[Location identification items]
>> begin

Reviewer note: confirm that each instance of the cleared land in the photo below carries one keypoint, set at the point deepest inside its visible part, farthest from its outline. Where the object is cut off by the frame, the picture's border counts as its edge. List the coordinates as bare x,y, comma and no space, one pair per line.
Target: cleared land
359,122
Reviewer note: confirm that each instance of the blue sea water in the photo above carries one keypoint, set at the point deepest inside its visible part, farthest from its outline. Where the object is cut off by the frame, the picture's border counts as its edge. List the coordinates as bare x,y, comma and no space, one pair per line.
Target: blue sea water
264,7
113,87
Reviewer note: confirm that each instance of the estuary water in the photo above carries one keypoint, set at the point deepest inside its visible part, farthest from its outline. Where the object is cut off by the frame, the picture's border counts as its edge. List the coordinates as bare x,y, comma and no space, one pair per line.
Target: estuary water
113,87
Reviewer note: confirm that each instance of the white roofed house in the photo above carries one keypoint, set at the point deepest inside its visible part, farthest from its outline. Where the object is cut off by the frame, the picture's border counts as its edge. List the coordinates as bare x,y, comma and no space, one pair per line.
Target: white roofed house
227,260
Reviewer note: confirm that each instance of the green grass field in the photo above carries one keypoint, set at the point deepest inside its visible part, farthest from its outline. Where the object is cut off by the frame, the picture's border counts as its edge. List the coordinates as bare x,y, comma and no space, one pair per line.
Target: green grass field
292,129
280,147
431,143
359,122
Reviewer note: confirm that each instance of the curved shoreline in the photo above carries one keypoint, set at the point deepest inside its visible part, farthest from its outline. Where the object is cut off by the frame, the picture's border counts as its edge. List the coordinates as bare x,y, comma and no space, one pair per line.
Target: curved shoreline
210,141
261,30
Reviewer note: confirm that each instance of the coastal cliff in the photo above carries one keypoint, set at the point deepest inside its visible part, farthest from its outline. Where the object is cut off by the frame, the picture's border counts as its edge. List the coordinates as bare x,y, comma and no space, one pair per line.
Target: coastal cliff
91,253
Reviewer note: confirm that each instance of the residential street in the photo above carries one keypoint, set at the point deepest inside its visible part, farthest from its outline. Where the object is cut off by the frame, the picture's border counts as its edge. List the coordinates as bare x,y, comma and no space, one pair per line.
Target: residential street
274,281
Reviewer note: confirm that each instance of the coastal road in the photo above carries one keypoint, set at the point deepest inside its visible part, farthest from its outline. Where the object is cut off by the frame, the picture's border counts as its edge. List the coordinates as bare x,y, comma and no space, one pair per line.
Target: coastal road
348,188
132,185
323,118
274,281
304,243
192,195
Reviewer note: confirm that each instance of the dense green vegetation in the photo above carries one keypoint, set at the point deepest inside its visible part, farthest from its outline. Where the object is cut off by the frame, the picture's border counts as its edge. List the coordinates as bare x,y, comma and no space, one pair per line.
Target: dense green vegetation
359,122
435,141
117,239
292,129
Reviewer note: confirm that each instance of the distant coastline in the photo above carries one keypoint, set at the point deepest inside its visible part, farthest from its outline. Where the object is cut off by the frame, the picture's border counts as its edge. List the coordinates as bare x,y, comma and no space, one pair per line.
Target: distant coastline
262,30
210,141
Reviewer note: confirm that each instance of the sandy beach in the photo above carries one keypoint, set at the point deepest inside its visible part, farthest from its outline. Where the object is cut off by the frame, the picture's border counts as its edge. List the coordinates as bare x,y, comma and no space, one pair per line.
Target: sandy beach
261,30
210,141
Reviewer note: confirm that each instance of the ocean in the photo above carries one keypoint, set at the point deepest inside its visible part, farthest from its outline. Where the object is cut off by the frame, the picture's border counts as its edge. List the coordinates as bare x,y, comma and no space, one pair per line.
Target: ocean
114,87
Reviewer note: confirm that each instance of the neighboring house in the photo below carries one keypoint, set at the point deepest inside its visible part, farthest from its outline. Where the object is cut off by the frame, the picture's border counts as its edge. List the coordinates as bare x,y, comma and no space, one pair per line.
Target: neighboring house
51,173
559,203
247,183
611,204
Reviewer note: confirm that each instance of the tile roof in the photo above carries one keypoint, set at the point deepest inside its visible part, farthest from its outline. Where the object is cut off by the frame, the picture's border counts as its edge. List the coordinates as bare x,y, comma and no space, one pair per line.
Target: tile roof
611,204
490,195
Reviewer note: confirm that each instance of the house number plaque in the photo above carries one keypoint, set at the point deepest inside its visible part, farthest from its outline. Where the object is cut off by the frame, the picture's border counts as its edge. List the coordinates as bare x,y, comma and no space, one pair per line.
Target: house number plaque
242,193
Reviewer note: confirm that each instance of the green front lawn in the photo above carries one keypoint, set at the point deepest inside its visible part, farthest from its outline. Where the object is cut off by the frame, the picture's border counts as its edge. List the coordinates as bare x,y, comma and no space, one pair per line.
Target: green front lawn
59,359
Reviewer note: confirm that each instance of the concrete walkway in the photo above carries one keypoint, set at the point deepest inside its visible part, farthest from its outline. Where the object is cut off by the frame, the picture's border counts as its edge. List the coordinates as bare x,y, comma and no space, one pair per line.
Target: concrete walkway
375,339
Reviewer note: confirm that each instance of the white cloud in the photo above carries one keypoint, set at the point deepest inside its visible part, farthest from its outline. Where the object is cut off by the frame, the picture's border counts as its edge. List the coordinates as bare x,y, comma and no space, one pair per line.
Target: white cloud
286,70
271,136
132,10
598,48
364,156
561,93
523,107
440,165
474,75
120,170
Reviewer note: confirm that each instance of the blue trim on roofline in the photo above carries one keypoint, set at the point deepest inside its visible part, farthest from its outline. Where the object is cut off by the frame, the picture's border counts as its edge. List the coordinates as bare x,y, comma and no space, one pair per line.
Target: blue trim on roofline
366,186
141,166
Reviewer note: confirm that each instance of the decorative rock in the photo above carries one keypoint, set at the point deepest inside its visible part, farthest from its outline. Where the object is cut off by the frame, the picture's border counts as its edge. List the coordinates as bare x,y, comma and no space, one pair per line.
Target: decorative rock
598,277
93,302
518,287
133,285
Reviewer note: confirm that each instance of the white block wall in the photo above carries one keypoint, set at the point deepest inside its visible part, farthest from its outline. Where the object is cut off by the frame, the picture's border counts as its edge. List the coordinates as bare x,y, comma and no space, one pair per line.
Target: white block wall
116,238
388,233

>> end

## WRITTEN REQUEST
Update the rows above so that every "Reviewer note" becomes "Annotator note", leaving all other text unchanged.

## TASK RESULT
Annotator note: confirm that each instance of the cleared land in the photo below carries one keypoint, set at the point deepest inside its visible part, farthest from its outline. Where the object is cut off by the frame, the picture's border counts as its edge. List the coordinates as bare x,y, comma and no space, one pair per line.
Target: cleared land
359,122
Annotator note: confirm that each instance of the blue sea water in the photo above carries one keypoint, set at the point deepest inside its visible part, farthest from its outline. Where the object is cut off by the frame, the picture's border counts as its edge. List the coordinates as bare x,y, comma and no space, one pair per line.
Target: blue sea water
264,7
113,87
Annotator note: confirm that each instance of the estuary water in the photo above carries one keypoint, set at the point deepest inside its visible part, farthest from its outline. Where the object is cut off by the frame, the picture's border counts as its edge. List the coordinates as bare x,y, comma and no space, one pair per line.
Target: estuary water
113,87
Annotator note: confirm that each instance of the white roofed house in the photo above carries one keypoint, set at the point deepest inside its visible part, farthest from its outline. Where the object is cut off by the frame, the picture's border counts as its edge. List the coordinates as bare x,y, comma and no space, one pair per line.
Target: white roofed house
227,260
Annotator note: confirm that each instance of the green grass field in the photo above carries one keypoint, set at the point deepest inside its visible part, farthest from its outline. Where the object is cut off by the frame, the picture's border counts as its edge. List the coordinates as bare x,y, comma and no space, one pair per line.
Target: green grass field
292,129
280,147
431,143
359,122
Annotator note: confirm that each instance of the curved shoreline in the photo above carries one keypoint, set at the point deepest inside its visible part, farthest from its outline. Where the object is cut off by the frame, the picture's border counts as its edge. List the coordinates as bare x,y, comma and no space, one pair per line.
Target: curved shoreline
210,141
261,30
Annotator note: confirm that each instance of the coastal cliff in the photo above carries one keypoint, set at the point deepest inside its visible part, farthest from its outline. Where the object is cut off by the frame, the picture's border counts as its edge. List the coordinates as bare x,y, comma and no space, one pair per line.
Target: coastal cliff
91,253
Annotator note: confirm that each instance of the residential street in the photo above carries one keypoint, set at the point deepest inside its visible part, farthest from its outline. Where the object is cut off by the frame, the picture's border counts as its edge. List the coordinates as bare x,y, comma and no space, one pair per line.
Target: residential street
274,281
Annotator note: confirm that each instance of the coastal road in the photo above carries one keypoint, set at the point deepest inside its visible part, farthest from its outline. Where the object is cut off by the frame, the picture's border counts as its edge. List the coordinates as bare x,y, comma and no space, one pair per line.
Target: coastal road
348,188
132,185
323,118
274,281
304,243
192,195
Annotator note: confirm that each instance of the dense green vegetation in the photo above carries one keypoint, set at the point deepest inside its visible part, farthest from its outline. Where the object is cut off by the frame, the picture's border counts as its edge. List the coordinates as bare x,y, comma and no space, one pair per line.
Target: dense green vegetation
359,122
435,141
117,239
292,129
Annotator note: confirm that each instance of the distant coastline in the photo above carries one keypoint, set at the point deepest inside its visible part, farthest from its outline. Where the object is cut off by the frame, the picture's border counts as its edge. List the coordinates as bare x,y, comma and no space, one pair per line.
Target: distant coastline
262,30
210,141
Annotator note: confirm that each instance of the sandy beach in the photo above carries one keypoint, set at the point deepest inside its visible part, farthest from its outline. Where the object is cut off by the frame, the picture's border counts as its edge. List the coordinates as bare x,y, comma and no space, one pair per line.
Target: sandy beach
261,30
210,141
Annotator note: confirm that each instance of the ocean in the photo above carries one keypoint, set at the point deepest inside its visible part, farthest from its outline. Where the object is cut off by the frame, the picture's border counts as its edge. List the coordinates as bare x,y, comma and no space, one pair per line.
Target: ocean
114,87
Annotator note: confirm that each instance of the neighboring house in the photo below carries one keypoint, set at the point deepest inside its visible part, farthest from its outline. Where the object is cut off by the frame, the picture's border counts as its edge. List the coordinates as bare x,y, comma and no space, one pair per line.
Target: neighboring house
51,173
559,203
247,183
611,204
Annotator note: confirm that each instance of the tile roof in the photo above carries one keypoint, set at the point deepest inside its visible part, farthest from its outline. Where the object is cut off by the frame, the picture's border counts as its edge. List the coordinates as bare x,y, comma and no space, one pair per line.
Target: tile roof
611,204
490,195
Annotator note: confirm that each instance of the house number plaque in the photo above carries one keypoint, set at the point deepest inside its visible part, farthest from its outline. Where the object is cut off by the frame, the picture's border counts as its edge. List the coordinates as bare x,y, comma and no space, one pair per line.
Target: house number plaque
242,193
Annotator note: confirm that each instance of the green front lawn in the photo above carries one keypoint, set at the point deepest inside its visible part, farthest from its outline. Where the object is cut off by the frame, the picture's border counts as its edge. List the coordinates as bare x,y, comma and no space, one pair per line.
Target: green front lawn
59,359
Annotator note: confirm that each instance of the concrete walkway in the photo above carries one keypoint, set at the point deepest inside its visible part, farthest from its outline. Where the object is cut off by the frame, the picture's border counts as its edge. List the coordinates as bare x,y, comma and no space, one pair per line.
Target: concrete walkway
375,339
Annotator note: confirm that each instance of the white cloud in the photo above carries one keypoint, set at the point deepest inside its visible part, farthest from its outline. Where the object is cut off by the frame, the picture's border counts as its edge. List the coordinates as bare x,y, comma and no space, one pair per line.
Target: white cloud
286,70
271,136
132,10
598,48
364,156
561,93
523,107
440,165
474,75
120,170
Annotator note: confirm that each instance of the blue trim on roofline in the photo above carries one keypoint, set at the point deepest inside its visible part, farthest from its outline. Where the object is cut off by the frame, the picture's border counts as its edge. List the coordinates as bare x,y, comma and no space, one pair per line.
Target: blue trim on roofline
366,186
141,166
Annotator note: confirm that each instance of the decorative rock in the photo above carries one keypoint, set at the point deepest inside its visible part, farthest from its outline. Where the object is cut off by the frame, the picture's border counts as its edge. List the coordinates as bare x,y, comma and no space, one pair per line.
Target: decorative rock
598,277
93,302
518,287
133,285
Annotator note: confirm that each instance of the white block wall in the photo above carries one keypoint, set at the point deepest inside its visible part, farthest from its outline. Where the object is cut off by the frame, the picture's border counts as its edge. List the coordinates as bare x,y, comma and no space, one pair per line.
Target: white block wall
116,238
388,233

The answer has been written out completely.